Print the listing below exactly. Leave nothing out.
╭─ RECORDS SUPPLIED
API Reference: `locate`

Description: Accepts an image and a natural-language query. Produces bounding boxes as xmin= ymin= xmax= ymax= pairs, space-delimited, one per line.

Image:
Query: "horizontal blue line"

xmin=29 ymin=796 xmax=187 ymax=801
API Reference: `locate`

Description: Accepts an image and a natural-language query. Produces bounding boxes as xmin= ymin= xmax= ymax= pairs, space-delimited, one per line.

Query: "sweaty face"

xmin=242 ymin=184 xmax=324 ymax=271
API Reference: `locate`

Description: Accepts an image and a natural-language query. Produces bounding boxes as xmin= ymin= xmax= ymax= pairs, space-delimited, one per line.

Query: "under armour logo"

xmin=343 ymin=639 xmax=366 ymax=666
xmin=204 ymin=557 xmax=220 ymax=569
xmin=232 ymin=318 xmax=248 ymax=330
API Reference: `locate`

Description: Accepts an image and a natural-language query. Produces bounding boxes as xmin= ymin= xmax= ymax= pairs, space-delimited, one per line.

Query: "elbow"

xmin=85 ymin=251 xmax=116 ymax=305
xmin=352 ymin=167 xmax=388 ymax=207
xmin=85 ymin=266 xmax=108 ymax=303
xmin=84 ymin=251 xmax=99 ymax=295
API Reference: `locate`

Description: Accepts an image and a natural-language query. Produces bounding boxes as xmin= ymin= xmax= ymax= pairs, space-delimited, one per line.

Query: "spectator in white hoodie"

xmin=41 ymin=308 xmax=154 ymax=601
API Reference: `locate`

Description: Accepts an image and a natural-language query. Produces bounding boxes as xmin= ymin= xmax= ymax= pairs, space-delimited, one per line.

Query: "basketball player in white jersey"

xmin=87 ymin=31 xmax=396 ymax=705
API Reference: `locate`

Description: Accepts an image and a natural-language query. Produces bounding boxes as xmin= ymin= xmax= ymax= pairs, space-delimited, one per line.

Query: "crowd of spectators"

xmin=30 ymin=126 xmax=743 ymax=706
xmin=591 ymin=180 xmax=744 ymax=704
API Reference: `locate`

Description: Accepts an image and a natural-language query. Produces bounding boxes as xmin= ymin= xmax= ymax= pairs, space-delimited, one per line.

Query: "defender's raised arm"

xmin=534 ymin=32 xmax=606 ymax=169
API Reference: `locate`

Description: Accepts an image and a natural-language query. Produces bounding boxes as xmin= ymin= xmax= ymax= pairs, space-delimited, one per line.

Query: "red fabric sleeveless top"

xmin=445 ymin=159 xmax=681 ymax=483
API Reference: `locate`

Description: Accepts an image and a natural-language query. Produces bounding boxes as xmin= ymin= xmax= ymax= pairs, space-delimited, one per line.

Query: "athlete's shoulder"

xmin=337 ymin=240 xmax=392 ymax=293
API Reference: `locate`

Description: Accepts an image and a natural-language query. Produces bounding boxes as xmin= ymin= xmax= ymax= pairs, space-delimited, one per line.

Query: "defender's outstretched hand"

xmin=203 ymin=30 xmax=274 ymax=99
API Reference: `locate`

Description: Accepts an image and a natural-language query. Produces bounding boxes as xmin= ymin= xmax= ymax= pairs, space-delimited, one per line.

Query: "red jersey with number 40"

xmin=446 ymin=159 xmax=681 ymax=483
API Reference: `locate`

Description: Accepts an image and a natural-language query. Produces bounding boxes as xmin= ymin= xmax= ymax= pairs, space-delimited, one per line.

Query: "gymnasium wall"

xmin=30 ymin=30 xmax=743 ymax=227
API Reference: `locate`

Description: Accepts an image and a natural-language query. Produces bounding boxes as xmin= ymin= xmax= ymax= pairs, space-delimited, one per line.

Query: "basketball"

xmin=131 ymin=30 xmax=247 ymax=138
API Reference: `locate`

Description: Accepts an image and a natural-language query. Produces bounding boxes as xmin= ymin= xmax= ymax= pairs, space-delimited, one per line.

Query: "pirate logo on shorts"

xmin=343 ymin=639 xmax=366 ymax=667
╰─
**WORKED SOLUTION**.
API Reference: `locate`

Description: Accepts an image and a natural-language query. Produces bounding boxes as xmin= ymin= xmax= ymax= pairs, space-delimited, one per line.

Image:
Query: "horizontal blue line"

xmin=29 ymin=796 xmax=187 ymax=801
API Reference: `locate`

Description: Accepts an image and a natural-language query. Produces bounding boxes as xmin= ymin= xmax= ymax= pairs, space-delimited, one per line.

Query: "sweaty face"

xmin=242 ymin=184 xmax=324 ymax=271
API Reference: `locate`

Description: Accepts an image and a natural-language query. Produces bounding boxes as xmin= ymin= xmax= ymax= pairs, space-delimited, one per line.

Query: "under armour logo"

xmin=343 ymin=639 xmax=366 ymax=666
xmin=204 ymin=557 xmax=220 ymax=569
xmin=232 ymin=318 xmax=248 ymax=330
API Reference: `locate`

Description: Accepts an image and a natural-language query. Produces bounding boxes as xmin= ymin= xmax= ymax= pairs, space-delimited, one per line.

Query: "elbow"

xmin=85 ymin=251 xmax=116 ymax=305
xmin=352 ymin=167 xmax=388 ymax=207
xmin=85 ymin=266 xmax=108 ymax=303
xmin=84 ymin=251 xmax=99 ymax=295
API Reference: `locate`

Description: Accepts an image and a natural-language query. Produces bounding boxes as xmin= ymin= xmax= ymax= pairs, space-delimited, one per line.

Query: "spectator in white hoodie"

xmin=41 ymin=308 xmax=154 ymax=601
API Reference: `locate`

Description: Accepts an image and a natural-language query. Produces bounding boxes as xmin= ymin= xmax= ymax= pairs, space-delimited, one per line.

Query: "basketball player in white jersey"

xmin=87 ymin=31 xmax=396 ymax=705
API Reference: `locate`

Description: Accepts an image and a natural-language query. Produces bounding boxes as xmin= ymin= xmax= ymax= pairs, space-delimited, one per line.

Query: "crowd of spectators"

xmin=30 ymin=126 xmax=743 ymax=706
xmin=591 ymin=180 xmax=744 ymax=704
API Reference: `locate`

Description: Accepts an image and a natural-language query. Produces bounding boxes as xmin= ymin= xmax= ymax= pairs, space-delimited, one per line.

Query: "defender's raised arm"

xmin=534 ymin=32 xmax=606 ymax=169
API Reference: `locate`

Description: Accepts an image and a natural-language query. Produces bounding boxes as xmin= ymin= xmax= ymax= pairs, space-delimited, one per line.

Query: "red fabric sleeveless top"

xmin=445 ymin=159 xmax=681 ymax=483
API Reference: `locate`

Description: Accepts an image and a natural-language query. Produces bounding boxes as xmin= ymin= xmax= ymax= pairs, space-delimited, one per line.

Query: "athlete's shoulder"

xmin=337 ymin=240 xmax=392 ymax=293
API Reference: `locate`

Description: Accepts an image and a natural-language query. Produces bounding boxes as xmin= ymin= xmax= ymax= pairs, space-delimited, one per line.

Query: "defender's outstretched hand"

xmin=203 ymin=30 xmax=274 ymax=99
API Reference: `locate`

Description: Accepts an image and a natural-language query. Produces bounding boxes as xmin= ymin= xmax= ymax= pairs, space-delimited, one per line.

Query: "red jersey with number 40"

xmin=446 ymin=159 xmax=681 ymax=483
API Reference: `locate`

Description: Accepts an image and a natural-language query. Produces bounding boxes as xmin= ymin= xmax= ymax= pairs, space-delimited, one per line.

Query: "gymnasium wall"

xmin=30 ymin=30 xmax=743 ymax=227
API Reference: `locate`

Description: Accepts an image and a natural-language query. Produces bounding boxes as xmin= ymin= xmax= ymax= pairs, space-delimited, one per line.

Query: "basketball"

xmin=131 ymin=30 xmax=247 ymax=138
API Reference: `locate`

Description: Accepts an image and a natural-language query. Produces bounding boxes as xmin= ymin= xmax= ymax= pairs, space-delimited, one per line.

Query: "pirate logo on shorts"

xmin=343 ymin=639 xmax=366 ymax=667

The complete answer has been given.